STORED ROWS ->
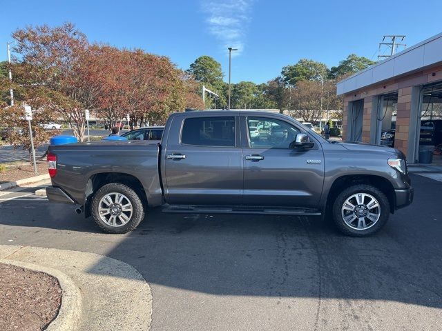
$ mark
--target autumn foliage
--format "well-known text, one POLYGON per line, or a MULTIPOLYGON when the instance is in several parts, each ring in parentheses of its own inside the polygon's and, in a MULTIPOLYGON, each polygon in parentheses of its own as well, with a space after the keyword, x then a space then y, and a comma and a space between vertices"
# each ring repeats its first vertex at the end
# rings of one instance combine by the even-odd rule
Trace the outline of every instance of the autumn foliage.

...

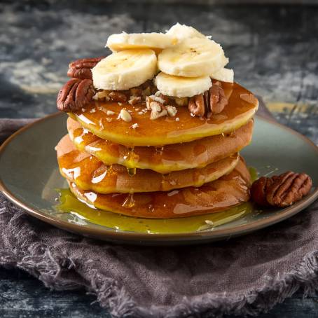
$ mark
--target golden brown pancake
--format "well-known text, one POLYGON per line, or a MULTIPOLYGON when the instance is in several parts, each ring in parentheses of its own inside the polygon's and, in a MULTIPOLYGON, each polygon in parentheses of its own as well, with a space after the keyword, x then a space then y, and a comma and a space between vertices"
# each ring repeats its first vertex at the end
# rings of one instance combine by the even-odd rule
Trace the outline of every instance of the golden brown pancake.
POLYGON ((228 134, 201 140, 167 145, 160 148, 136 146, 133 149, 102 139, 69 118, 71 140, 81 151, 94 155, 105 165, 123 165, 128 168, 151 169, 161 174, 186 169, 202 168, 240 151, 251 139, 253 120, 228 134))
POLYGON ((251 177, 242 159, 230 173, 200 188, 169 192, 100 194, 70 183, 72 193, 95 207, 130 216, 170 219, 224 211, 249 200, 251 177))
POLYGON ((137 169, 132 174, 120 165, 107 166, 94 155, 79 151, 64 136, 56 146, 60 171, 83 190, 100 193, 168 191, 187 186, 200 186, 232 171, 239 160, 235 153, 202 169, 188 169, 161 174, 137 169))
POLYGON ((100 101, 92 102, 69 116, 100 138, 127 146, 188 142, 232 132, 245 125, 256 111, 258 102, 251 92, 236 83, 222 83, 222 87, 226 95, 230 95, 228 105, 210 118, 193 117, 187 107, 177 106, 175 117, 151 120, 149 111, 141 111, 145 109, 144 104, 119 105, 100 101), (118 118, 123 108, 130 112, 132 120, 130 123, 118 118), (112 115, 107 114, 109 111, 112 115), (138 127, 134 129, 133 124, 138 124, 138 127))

INSTRUCTIONS TO FOLLOW -> Identify and copy every line above that contains the string "target". Case counts.

FULL ANSWER ->
--target autumn foliage
--target golden brown pancake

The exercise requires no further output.